## Goal
Update the lines below so that "This sample fixes the shape" becomes "Match this format" wherever it appears. Keep everything else the same.

Stored items:
(begin)
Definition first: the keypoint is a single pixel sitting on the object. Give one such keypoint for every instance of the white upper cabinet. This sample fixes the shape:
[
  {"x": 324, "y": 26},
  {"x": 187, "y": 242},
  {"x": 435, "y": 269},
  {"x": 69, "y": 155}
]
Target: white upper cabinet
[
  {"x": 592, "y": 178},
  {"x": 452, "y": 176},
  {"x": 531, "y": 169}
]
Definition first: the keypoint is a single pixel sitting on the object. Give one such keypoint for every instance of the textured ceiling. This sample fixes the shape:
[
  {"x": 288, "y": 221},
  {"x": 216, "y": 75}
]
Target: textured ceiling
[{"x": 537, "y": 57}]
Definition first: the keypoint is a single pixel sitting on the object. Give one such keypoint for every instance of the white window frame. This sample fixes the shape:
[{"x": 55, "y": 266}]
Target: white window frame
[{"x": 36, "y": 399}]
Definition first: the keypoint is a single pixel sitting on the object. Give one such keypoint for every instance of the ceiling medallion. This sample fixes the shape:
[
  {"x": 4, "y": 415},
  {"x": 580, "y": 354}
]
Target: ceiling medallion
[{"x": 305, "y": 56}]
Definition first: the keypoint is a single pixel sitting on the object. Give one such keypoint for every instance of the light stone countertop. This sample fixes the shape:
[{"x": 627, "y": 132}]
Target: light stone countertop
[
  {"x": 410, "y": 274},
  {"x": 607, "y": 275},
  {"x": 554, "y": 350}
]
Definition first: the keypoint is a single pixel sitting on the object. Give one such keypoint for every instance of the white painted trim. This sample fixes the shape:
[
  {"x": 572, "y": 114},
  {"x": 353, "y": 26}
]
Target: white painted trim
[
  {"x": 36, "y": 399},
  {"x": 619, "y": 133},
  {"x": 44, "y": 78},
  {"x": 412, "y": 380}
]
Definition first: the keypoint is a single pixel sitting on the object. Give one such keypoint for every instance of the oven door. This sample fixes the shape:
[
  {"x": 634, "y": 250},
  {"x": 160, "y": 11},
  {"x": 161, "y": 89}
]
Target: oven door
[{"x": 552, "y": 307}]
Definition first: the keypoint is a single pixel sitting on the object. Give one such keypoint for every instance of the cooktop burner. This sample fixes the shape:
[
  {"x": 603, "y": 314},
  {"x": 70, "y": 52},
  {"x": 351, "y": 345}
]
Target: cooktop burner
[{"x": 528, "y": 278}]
(end)
## Finished exercise
Definition first: the keypoint is a single pixel sitting on the object. Give one such keypoint for every instance of the white upper cabinet. Match this format:
[
  {"x": 324, "y": 26},
  {"x": 187, "y": 242},
  {"x": 435, "y": 269},
  {"x": 69, "y": 155}
]
Target: white upper cabinet
[
  {"x": 592, "y": 178},
  {"x": 452, "y": 176},
  {"x": 531, "y": 169}
]
Definition first: the keypoint is a single pixel sitting on the object. Give one such keypoint for every instance of the textured ceiling. Match this format:
[
  {"x": 288, "y": 221},
  {"x": 216, "y": 75}
]
Target: textured ceiling
[{"x": 537, "y": 57}]
Definition first: the keypoint is a single pixel sitting on the object. Give one such keypoint for every instance of the white window frame. Match this format:
[{"x": 55, "y": 266}]
Target: white window frame
[{"x": 36, "y": 399}]
Definition first: the keypoint is a single pixel sitting on the object. Give one such keypoint for every instance of the ceiling medallion. Match this format:
[
  {"x": 4, "y": 415},
  {"x": 580, "y": 354}
]
Target: ceiling medallion
[{"x": 305, "y": 56}]
Definition first: the keypoint is a single pixel sitting on the object. Give one such keypoint for every instance of the light stone countertop. Match this format:
[{"x": 627, "y": 132}]
Target: light stone countertop
[
  {"x": 410, "y": 274},
  {"x": 607, "y": 275},
  {"x": 554, "y": 350}
]
Definition first: the keypoint is a single pixel sitting on the object. Give one such keypoint for every instance of the white painted trim. Match this format:
[
  {"x": 572, "y": 114},
  {"x": 353, "y": 26}
]
Target: white painted trim
[
  {"x": 36, "y": 399},
  {"x": 619, "y": 133},
  {"x": 44, "y": 78},
  {"x": 412, "y": 380}
]
Definition first: the keypoint is a single pixel sitting on the object. Give one such keypoint for every instance of the oven door. Match this format:
[
  {"x": 634, "y": 250},
  {"x": 160, "y": 11},
  {"x": 161, "y": 89}
]
Target: oven door
[{"x": 552, "y": 307}]
Definition first: the keypoint is a single pixel sitting on the object. Give one such keypoint for every instance of the cooktop burner. Match this format:
[
  {"x": 603, "y": 314},
  {"x": 70, "y": 52},
  {"x": 351, "y": 345}
]
Target: cooktop burner
[{"x": 528, "y": 278}]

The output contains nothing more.